Exercise instructions —
Say how many lines of the records include the string "below". Nothing else belongs in the answer.

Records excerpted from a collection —
• • •

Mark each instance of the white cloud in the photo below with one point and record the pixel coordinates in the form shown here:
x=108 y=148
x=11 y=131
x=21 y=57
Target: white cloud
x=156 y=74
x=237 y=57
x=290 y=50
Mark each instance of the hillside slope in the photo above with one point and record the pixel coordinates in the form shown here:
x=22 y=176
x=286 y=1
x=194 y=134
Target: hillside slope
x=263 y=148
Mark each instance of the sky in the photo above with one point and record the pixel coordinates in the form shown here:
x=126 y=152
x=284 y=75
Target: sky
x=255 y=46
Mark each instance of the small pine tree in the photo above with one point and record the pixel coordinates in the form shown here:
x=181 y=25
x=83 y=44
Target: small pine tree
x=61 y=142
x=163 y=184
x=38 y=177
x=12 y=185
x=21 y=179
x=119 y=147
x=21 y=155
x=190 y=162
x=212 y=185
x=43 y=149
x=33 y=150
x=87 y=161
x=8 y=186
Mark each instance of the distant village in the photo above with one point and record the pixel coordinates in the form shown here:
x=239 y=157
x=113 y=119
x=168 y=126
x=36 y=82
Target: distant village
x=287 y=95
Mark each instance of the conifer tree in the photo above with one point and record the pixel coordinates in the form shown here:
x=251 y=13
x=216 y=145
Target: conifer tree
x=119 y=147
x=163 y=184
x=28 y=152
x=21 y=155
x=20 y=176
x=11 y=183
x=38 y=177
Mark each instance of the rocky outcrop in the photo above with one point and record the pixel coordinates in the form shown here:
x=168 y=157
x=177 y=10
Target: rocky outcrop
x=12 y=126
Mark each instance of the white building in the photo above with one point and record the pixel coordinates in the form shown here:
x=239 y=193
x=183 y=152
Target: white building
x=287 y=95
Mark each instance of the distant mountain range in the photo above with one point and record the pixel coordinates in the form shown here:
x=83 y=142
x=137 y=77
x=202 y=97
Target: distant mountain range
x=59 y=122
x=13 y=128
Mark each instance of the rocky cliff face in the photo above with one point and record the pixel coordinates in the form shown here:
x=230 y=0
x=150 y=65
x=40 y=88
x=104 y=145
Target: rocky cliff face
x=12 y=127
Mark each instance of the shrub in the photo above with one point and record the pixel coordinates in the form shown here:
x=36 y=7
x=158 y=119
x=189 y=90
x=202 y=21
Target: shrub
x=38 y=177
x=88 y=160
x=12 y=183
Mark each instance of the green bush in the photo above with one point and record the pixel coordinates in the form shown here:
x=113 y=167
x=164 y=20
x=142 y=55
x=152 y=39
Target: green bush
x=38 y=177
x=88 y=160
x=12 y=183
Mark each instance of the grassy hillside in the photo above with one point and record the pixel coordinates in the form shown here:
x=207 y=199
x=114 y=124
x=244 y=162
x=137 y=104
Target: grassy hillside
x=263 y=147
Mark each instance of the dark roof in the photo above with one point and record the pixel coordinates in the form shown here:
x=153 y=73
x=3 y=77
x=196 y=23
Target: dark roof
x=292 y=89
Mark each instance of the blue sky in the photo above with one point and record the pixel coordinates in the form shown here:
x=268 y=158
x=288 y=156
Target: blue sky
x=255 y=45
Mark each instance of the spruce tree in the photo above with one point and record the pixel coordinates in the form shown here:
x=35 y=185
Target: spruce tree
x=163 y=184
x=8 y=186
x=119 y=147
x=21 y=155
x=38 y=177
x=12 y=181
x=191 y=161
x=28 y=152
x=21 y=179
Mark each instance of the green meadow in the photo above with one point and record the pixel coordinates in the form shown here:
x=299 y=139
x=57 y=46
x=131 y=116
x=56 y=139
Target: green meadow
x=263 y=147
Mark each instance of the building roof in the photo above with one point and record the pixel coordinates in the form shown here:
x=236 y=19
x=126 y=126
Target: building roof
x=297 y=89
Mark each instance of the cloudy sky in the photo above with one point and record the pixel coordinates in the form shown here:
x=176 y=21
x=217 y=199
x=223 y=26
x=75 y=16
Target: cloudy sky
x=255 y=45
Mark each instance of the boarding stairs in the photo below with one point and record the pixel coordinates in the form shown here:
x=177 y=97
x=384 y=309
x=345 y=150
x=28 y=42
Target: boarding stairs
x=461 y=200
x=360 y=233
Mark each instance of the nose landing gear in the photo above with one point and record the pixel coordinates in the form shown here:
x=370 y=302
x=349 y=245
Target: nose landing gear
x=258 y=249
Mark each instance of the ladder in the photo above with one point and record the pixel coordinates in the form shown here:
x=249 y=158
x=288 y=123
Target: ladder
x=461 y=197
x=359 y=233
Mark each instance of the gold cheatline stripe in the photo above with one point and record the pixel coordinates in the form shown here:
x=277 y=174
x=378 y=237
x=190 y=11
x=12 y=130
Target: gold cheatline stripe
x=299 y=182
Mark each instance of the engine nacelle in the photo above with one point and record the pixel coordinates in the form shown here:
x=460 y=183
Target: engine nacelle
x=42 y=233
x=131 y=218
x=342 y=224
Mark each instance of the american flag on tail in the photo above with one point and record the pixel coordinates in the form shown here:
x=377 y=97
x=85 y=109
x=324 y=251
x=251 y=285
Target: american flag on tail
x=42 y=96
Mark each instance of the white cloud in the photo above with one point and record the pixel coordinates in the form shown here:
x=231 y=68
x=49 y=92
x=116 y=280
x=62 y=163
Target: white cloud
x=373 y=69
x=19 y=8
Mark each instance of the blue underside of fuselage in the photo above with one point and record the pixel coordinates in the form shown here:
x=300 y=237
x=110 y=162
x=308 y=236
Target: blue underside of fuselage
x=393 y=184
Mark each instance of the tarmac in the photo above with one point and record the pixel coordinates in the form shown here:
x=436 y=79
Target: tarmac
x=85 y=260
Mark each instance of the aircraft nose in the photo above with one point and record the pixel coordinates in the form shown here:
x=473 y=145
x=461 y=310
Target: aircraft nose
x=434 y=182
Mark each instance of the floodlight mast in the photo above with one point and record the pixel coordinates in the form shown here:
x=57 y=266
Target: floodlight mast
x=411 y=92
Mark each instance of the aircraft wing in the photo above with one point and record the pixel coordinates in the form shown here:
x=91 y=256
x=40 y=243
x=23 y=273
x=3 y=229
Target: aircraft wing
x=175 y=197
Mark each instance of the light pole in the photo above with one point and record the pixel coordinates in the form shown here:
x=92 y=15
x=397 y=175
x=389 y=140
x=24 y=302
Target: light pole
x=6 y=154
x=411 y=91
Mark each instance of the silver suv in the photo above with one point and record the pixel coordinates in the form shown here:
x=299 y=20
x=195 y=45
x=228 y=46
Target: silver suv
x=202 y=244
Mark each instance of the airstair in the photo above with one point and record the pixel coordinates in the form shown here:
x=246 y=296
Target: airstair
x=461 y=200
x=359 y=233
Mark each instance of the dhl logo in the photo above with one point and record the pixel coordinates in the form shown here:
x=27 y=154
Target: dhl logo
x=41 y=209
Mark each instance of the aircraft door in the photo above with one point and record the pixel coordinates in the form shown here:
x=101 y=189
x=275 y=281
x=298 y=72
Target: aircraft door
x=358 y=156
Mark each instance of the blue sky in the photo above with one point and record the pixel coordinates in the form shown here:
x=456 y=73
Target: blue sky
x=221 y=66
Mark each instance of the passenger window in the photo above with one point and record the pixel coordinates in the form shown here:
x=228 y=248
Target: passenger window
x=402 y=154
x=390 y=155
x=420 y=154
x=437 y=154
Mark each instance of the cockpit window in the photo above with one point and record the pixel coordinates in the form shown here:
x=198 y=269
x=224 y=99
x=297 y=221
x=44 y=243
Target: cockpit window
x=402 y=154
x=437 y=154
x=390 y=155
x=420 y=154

• • •

The completed task —
2